══ RECORDS SHOWN

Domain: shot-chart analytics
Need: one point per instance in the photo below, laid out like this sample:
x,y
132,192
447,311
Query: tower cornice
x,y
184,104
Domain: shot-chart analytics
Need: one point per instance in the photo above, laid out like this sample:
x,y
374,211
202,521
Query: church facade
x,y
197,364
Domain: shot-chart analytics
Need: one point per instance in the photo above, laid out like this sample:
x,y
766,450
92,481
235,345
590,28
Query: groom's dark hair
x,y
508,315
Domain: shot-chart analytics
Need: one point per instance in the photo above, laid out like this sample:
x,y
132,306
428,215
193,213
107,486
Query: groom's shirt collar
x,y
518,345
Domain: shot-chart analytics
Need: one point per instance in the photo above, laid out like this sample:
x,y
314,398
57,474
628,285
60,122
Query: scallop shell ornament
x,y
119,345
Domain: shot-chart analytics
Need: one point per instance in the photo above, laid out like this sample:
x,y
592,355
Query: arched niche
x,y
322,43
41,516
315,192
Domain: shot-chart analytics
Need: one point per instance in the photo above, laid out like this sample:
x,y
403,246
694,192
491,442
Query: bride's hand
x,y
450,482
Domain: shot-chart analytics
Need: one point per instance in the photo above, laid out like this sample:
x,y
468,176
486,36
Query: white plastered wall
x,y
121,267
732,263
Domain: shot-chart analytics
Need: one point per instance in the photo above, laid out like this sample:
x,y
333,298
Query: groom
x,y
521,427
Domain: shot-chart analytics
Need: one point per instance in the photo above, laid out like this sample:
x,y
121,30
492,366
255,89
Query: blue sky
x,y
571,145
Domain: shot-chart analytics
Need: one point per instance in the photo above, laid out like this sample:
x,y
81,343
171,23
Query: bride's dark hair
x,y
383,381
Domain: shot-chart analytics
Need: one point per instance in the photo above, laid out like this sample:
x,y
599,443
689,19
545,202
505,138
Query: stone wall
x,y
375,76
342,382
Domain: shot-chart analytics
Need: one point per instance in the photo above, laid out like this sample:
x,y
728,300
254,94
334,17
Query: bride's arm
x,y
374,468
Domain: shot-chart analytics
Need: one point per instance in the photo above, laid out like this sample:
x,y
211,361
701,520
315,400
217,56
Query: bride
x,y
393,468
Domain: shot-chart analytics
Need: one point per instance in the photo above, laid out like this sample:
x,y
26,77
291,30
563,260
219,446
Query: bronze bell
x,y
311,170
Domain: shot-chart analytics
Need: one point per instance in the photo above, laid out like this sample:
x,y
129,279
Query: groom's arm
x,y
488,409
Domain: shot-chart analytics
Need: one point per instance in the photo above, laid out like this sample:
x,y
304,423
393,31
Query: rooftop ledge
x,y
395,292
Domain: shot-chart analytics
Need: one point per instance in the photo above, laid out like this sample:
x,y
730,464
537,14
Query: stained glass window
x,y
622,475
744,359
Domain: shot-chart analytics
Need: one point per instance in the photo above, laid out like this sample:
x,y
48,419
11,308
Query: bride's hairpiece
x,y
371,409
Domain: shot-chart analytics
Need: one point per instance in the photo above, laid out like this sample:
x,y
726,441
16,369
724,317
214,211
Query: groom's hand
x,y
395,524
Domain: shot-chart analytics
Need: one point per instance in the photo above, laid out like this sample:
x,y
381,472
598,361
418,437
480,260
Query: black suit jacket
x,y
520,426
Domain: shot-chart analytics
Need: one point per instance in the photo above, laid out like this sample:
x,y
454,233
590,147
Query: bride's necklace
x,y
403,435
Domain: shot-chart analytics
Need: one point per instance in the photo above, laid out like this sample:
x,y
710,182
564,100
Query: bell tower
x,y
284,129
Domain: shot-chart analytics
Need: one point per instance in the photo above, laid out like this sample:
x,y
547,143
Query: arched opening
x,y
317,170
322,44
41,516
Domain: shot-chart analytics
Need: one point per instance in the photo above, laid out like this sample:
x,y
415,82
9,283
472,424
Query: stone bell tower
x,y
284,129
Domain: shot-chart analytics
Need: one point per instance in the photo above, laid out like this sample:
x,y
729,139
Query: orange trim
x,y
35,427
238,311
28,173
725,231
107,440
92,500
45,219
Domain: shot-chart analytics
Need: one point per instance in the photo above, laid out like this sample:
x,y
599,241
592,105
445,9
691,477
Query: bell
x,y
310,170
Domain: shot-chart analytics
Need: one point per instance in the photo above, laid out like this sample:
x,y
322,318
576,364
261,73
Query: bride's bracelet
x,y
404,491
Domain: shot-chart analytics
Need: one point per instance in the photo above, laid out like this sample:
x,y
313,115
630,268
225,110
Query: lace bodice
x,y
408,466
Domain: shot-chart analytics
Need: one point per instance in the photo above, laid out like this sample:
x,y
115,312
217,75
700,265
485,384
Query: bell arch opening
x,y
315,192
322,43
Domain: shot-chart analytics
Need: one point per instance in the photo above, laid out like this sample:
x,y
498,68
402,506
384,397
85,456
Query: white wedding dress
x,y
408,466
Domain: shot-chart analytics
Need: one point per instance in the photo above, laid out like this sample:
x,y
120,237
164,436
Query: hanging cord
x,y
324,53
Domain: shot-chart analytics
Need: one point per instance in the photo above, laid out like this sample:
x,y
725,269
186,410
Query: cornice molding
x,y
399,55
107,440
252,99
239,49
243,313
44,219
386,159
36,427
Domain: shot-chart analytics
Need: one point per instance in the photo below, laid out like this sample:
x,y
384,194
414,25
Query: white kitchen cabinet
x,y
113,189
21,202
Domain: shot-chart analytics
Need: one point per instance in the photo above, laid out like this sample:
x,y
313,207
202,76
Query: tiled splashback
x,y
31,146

════

▶ PROBLEM DETAILS: Without changing anything, repeat the whole listing.

▶ YOUR RESPONSE:
Domain: shot-chart analytics
Need: one point per instance in the photo below, laid out like this sample:
x,y
132,192
447,311
Query: tower cornice
x,y
184,104
Domain: shot-chart analytics
Need: one point per instance in the photo above, laid out like this sample:
x,y
374,211
202,521
Query: church facade
x,y
197,364
Domain: shot-chart analytics
Need: one point per instance in the photo above, laid out like this sample:
x,y
766,450
92,481
235,345
590,28
Query: groom's dark hair
x,y
508,315
Domain: shot-chart analytics
Need: one point per instance in the photo above, laid out like this sample:
x,y
132,306
428,215
193,213
107,486
Query: groom's shirt collar
x,y
518,345
Domain: shot-chart analytics
Need: one point per instance in the photo above, laid out like this sample:
x,y
314,398
57,474
628,285
60,122
Query: scallop shell ornament
x,y
119,345
Domain: shot-chart analytics
Need: one point per instance in the photo above, laid out like this sample:
x,y
592,355
Query: arched niche
x,y
322,43
41,516
315,192
Domain: shot-chart analytics
Need: one point per instance in the photo above, laid out like this sample:
x,y
403,246
694,192
491,442
Query: bride's hand
x,y
450,482
Domain: shot-chart analytics
Need: one point per instance in the photo above, laid out like this sample:
x,y
468,176
486,36
Query: white plastered wall
x,y
121,267
732,263
Domain: shot-chart analytics
Need: one point per instance in the photo above, laid out like this sample:
x,y
333,298
Query: groom
x,y
521,427
Domain: shot-chart analytics
Need: one point per instance in the photo above, laid out like this sample:
x,y
121,30
492,366
255,89
Query: blue sky
x,y
571,145
Domain: shot-chart analytics
Need: one point per instance in the photo above, laid out like this sample:
x,y
81,343
171,23
Query: bride's dark hair
x,y
383,381
Domain: shot-chart analytics
Need: one point per instance in the photo above, laid out like this sample:
x,y
599,443
689,19
545,202
505,138
Query: stone wall
x,y
375,76
342,382
Domain: shot-chart analytics
Need: one point per instance in the photo above, laid out like this sample:
x,y
728,300
254,94
334,17
Query: bride's arm
x,y
374,468
Domain: shot-chart analytics
Need: one point per instance in the photo above, laid out like this sample:
x,y
211,361
701,520
315,400
217,56
Query: bride
x,y
393,468
Domain: shot-chart analytics
Need: one point per instance in the photo above, laid out like this sample:
x,y
26,77
291,30
563,260
219,446
Query: bronze bell
x,y
311,170
Domain: shot-chart analytics
Need: one point per instance in the photo above, laid out like this sample:
x,y
129,279
Query: groom's arm
x,y
488,409
Domain: shot-chart analytics
Need: one point per instance in the photo above, laid out like this sample:
x,y
304,423
393,31
Query: rooftop ledge
x,y
395,292
Domain: shot-chart analytics
Need: one point per instance in the photo above, laid out like this sample:
x,y
730,464
537,14
Query: stained glass window
x,y
622,475
744,359
Domain: shot-chart analytics
Need: one point per instance in the photo above, laid out like this sample:
x,y
48,419
11,308
Query: bride's hairpiece
x,y
371,409
Domain: shot-chart analytics
Need: one point per instance in the photo above, laid out like this sample:
x,y
726,441
16,369
724,317
214,211
Query: groom's hand
x,y
395,524
Domain: shot-chart analytics
Need: one point per instance in the photo above, laid out like this sample:
x,y
381,472
598,361
418,437
480,260
Query: black suit jacket
x,y
520,426
Domain: shot-chart analytics
Need: one point per instance in the photo above, laid out like this sample:
x,y
454,233
590,147
Query: bride's necklace
x,y
403,435
Domain: shot-chart analytics
Need: one point per instance in the photo above, laid out like this sample:
x,y
710,182
564,100
Query: bell tower
x,y
284,129
Domain: shot-chart analytics
Need: one point per instance in the photo above, laid out like this sample:
x,y
547,143
Query: arched opening
x,y
317,170
322,44
41,516
Domain: shot-chart analytics
Need: one point per instance in the photo above, laid out like this sample:
x,y
415,82
9,283
472,424
Query: stone bell tower
x,y
284,129
Domain: shot-chart analytics
Need: one point per instance in the photo above, laid out like this sample:
x,y
729,139
Query: orange trim
x,y
35,427
238,311
28,173
725,231
107,440
92,500
45,219
Domain: shot-chart analytics
Need: one point per instance in the photo above, laid out like this sample:
x,y
599,241
592,105
445,9
691,477
Query: bell
x,y
310,170
Domain: shot-chart analytics
Need: one point per instance in the photo above, laid out like this sample:
x,y
322,318
576,364
261,73
Query: bride's bracelet
x,y
404,491
Domain: shot-chart analytics
Need: one point per instance in the photo above, laid out like this sample:
x,y
313,115
630,268
225,110
Query: lace bodice
x,y
408,466
Domain: shot-chart analytics
Need: one point per instance in the photo above, laid out like this sample:
x,y
115,312
217,75
700,265
485,384
Query: bell arch opening
x,y
315,192
322,43
Domain: shot-chart analytics
Need: one point per instance in the photo above, laid out like this sample:
x,y
498,68
402,506
384,397
85,456
Query: white wedding dress
x,y
408,466
Domain: shot-chart analytics
Need: one point per instance in the photo above, laid out like this sample:
x,y
120,237
164,436
Query: hanging cord
x,y
324,53
Domain: shot-chart analytics
Need: one point per instance in the photo above, laid out like this sample:
x,y
725,269
186,410
Query: cornice molding
x,y
399,55
107,440
252,99
239,49
243,313
44,219
386,159
36,427
Domain: shot-chart analytics
Need: one point per instance in the photo below, laid out like this sample:
x,y
384,194
414,25
Query: white kitchen cabinet
x,y
113,189
21,202
Domain: shot-chart analytics
Need: one point per instance in the photo above, laid out like this sample:
x,y
313,207
202,76
Query: tiled splashback
x,y
31,146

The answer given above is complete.